## Task brief
Every record must be repeated exactly, with no omission.

## Material supplied

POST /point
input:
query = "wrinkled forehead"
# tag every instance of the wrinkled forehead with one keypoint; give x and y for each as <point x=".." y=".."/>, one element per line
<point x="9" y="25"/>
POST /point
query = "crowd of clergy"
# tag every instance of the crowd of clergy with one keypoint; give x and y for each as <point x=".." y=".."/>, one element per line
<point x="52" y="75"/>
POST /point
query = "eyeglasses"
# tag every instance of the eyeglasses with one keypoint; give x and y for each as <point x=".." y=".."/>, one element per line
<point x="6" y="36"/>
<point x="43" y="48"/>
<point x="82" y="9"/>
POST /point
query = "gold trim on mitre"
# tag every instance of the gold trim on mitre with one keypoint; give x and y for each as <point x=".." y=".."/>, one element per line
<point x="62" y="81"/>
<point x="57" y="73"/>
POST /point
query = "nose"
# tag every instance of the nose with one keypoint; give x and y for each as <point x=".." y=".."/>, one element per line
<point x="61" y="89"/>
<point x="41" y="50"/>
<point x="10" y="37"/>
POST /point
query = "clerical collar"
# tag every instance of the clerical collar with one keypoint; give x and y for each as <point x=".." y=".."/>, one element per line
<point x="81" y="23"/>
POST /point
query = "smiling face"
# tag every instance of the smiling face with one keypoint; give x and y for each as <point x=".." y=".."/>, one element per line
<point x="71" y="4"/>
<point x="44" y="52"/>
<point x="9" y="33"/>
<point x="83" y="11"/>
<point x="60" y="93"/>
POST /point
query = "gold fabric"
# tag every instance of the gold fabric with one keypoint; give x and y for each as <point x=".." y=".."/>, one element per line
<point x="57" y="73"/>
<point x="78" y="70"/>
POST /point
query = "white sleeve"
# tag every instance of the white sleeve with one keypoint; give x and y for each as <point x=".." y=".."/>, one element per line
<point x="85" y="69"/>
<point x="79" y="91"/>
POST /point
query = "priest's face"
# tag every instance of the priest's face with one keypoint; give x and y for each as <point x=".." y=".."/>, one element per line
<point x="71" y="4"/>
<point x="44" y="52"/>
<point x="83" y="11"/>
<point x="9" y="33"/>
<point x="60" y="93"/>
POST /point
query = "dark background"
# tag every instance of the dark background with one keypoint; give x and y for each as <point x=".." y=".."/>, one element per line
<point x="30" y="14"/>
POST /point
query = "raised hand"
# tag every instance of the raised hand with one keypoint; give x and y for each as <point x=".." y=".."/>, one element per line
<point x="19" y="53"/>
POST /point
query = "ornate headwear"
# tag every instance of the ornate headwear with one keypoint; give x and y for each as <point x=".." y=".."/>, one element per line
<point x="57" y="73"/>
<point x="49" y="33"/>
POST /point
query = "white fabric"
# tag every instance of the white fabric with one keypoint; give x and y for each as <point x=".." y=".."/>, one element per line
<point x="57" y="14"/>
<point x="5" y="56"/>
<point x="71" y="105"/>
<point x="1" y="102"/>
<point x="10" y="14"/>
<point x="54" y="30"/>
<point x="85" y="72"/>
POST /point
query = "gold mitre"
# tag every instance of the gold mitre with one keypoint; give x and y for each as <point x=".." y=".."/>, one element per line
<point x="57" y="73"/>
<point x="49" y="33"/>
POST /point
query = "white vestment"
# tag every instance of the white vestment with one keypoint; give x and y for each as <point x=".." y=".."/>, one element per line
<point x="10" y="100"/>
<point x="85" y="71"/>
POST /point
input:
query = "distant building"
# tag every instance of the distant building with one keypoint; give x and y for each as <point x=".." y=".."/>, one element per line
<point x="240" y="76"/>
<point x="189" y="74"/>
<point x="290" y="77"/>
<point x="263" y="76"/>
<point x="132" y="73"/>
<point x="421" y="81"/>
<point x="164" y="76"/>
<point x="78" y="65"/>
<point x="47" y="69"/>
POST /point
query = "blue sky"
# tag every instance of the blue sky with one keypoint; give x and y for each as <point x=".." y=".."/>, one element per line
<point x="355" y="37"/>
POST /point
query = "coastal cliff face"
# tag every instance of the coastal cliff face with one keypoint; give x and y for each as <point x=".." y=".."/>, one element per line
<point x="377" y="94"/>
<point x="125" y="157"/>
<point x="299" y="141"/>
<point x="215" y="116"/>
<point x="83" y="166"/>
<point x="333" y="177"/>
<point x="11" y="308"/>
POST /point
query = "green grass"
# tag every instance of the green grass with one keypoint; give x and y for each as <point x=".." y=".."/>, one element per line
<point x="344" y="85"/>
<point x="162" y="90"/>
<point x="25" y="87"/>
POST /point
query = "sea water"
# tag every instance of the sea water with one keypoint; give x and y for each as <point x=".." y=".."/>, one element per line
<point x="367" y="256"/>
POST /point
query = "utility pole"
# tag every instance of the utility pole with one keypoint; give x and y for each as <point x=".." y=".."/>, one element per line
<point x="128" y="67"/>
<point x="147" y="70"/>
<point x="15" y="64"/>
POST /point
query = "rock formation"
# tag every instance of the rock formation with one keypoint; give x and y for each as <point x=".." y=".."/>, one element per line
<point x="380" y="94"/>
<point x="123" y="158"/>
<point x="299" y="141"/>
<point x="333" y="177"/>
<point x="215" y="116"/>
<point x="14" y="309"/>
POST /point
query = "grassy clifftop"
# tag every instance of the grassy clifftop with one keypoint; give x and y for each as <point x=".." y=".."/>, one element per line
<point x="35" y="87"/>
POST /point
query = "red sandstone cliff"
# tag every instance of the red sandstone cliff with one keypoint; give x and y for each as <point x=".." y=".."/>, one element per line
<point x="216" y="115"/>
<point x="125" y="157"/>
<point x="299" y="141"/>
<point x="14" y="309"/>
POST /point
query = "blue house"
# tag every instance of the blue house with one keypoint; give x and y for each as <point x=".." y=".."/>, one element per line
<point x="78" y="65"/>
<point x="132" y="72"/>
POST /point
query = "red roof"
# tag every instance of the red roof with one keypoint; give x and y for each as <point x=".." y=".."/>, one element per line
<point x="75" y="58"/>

## Solution
POST /point
input:
query = "wrinkled forehead"
# tag every instance of the wrinkled forehead with one keypoint; give x and y for each as <point x=".." y=".."/>, one element per line
<point x="9" y="25"/>
POST /point
query = "crowd of clergy"
# tag every instance of the crowd of clergy with one keypoint; give x and y for each as <point x=".." y=".."/>, one element per line
<point x="52" y="75"/>
POST /point
query = "eyeglasses"
# tag every instance of the eyeglasses with one keypoint; give x and y for each as <point x=".." y=".."/>, one element per line
<point x="6" y="36"/>
<point x="43" y="48"/>
<point x="82" y="9"/>
POST /point
query = "gold trim on mitre"
# tag every instance of the gold trim on mitre with one keypoint; give x and y for each as <point x=".." y=".."/>, one element per line
<point x="62" y="81"/>
<point x="57" y="73"/>
POST /point
query = "nose"
# tag every instance of the nose with one keypoint; give x and y for each as <point x=".." y=".."/>, one element per line
<point x="61" y="89"/>
<point x="41" y="50"/>
<point x="10" y="37"/>
POST /point
query = "clerical collar"
# tag every instance of the clerical collar with one keypoint; give x and y for each as <point x=".." y=".."/>, one element per line
<point x="81" y="23"/>
POST /point
query = "smiling face"
# tag every instance of the smiling face with one keypoint; give x and y for each as <point x=".." y=".."/>, one element per line
<point x="71" y="4"/>
<point x="44" y="52"/>
<point x="9" y="33"/>
<point x="83" y="11"/>
<point x="60" y="93"/>
POST /point
query = "gold fabric"
# tag every instance of the gold fabric with one keypoint; give x and y for each as <point x=".." y=".."/>, one element per line
<point x="57" y="73"/>
<point x="78" y="70"/>
POST /point
query = "white sleeve"
# tag every instance of the white sleeve with one keypoint; give x and y for each as <point x=".." y=".."/>, one element per line
<point x="85" y="69"/>
<point x="79" y="91"/>
POST /point
query = "priest's face"
# tag every instance of the priest's face with one keypoint; give x and y for each as <point x=".." y=".."/>, one element per line
<point x="71" y="4"/>
<point x="44" y="52"/>
<point x="83" y="11"/>
<point x="9" y="33"/>
<point x="60" y="93"/>
POST /point
query = "dark background"
# tag every instance of the dark background with one keypoint; give x and y for each as <point x=".." y=".."/>, one element per line
<point x="30" y="14"/>
POST /point
query = "raised hand"
# tag every instance of the raised hand with one keypoint; give x and y for each as <point x=".." y=".."/>, one element per line
<point x="19" y="53"/>
POST /point
query = "ornate headwear"
# tag every instance of the ornate headwear with one keypoint; give x and y for each as <point x=".." y=".."/>, one element per line
<point x="57" y="73"/>
<point x="49" y="33"/>
POST /point
query = "white fabric"
# tag every instance of the white fabric with one keypoint; give x and y for each as <point x=".." y=".."/>, one element per line
<point x="57" y="14"/>
<point x="5" y="56"/>
<point x="71" y="105"/>
<point x="1" y="102"/>
<point x="10" y="14"/>
<point x="54" y="30"/>
<point x="85" y="72"/>
POST /point
query = "gold mitre"
# tag every instance of the gold mitre with one keypoint; give x and y for each as <point x=".." y=".."/>, one element per line
<point x="57" y="73"/>
<point x="49" y="33"/>
POST /point
query = "white vestment"
# tag every instance of the white vestment with one keypoint; give x and y for each as <point x=".." y=".."/>, one element per line
<point x="10" y="100"/>
<point x="85" y="71"/>
POST /point
input:
query = "distant building"
# tag every instance of the distant building with one keypoint; give x and y for each as <point x=".." y=".."/>, one element per line
<point x="240" y="76"/>
<point x="189" y="74"/>
<point x="290" y="77"/>
<point x="263" y="76"/>
<point x="132" y="73"/>
<point x="421" y="81"/>
<point x="164" y="76"/>
<point x="78" y="65"/>
<point x="47" y="69"/>
POST /point
query = "blue sky"
# tag every instance of the blue sky with one keypoint; give x and y for each as <point x=".." y=".."/>, one element per line
<point x="355" y="37"/>
POST /point
query = "coastal cliff face"
# tag every instance of the coastal cliff face with one keypoint; give x and y for each as <point x=".." y=".."/>, one element per line
<point x="377" y="94"/>
<point x="125" y="157"/>
<point x="299" y="141"/>
<point x="215" y="116"/>
<point x="83" y="166"/>
<point x="333" y="177"/>
<point x="11" y="308"/>
POST /point
query = "green grass"
# tag every instance of the green grass with one keypoint; give x and y for each as <point x=".." y=".."/>, one element per line
<point x="344" y="85"/>
<point x="162" y="90"/>
<point x="25" y="87"/>
POST /point
query = "sea water"
# tag every instance of the sea water with one keypoint; give x and y for each as <point x=".." y=".."/>, one element per line
<point x="367" y="256"/>
POST /point
query = "utility pole"
# tag every instance of the utility pole with one keypoint; give x and y for each as <point x=".." y=".."/>, one element per line
<point x="128" y="67"/>
<point x="147" y="70"/>
<point x="15" y="64"/>
POST /point
query = "rock formation"
# tag every instance of the rock formation with one keypoint; give x and y for each as <point x=".." y=".."/>, one element per line
<point x="380" y="94"/>
<point x="123" y="158"/>
<point x="299" y="141"/>
<point x="333" y="177"/>
<point x="215" y="116"/>
<point x="14" y="309"/>
POST /point
query = "grassy clifftop"
# tag every instance of the grassy clifftop with one keypoint; give x and y for each as <point x=".." y=".."/>, one element per line
<point x="35" y="87"/>
POST /point
query = "red sandstone cliff"
# tag every instance of the red sandstone cliff with one keypoint; give x and y for each as <point x=".." y=".."/>, one element per line
<point x="216" y="115"/>
<point x="125" y="157"/>
<point x="299" y="141"/>
<point x="14" y="309"/>
POST /point
query = "blue house"
# tag every instance of the blue house with one keypoint; give x and y for each as <point x=".." y=".."/>, one element per line
<point x="78" y="65"/>
<point x="132" y="72"/>
POST /point
query = "red roof"
# tag every instance of the red roof with one keypoint; give x and y for each as <point x=".." y=".."/>, one element per line
<point x="75" y="58"/>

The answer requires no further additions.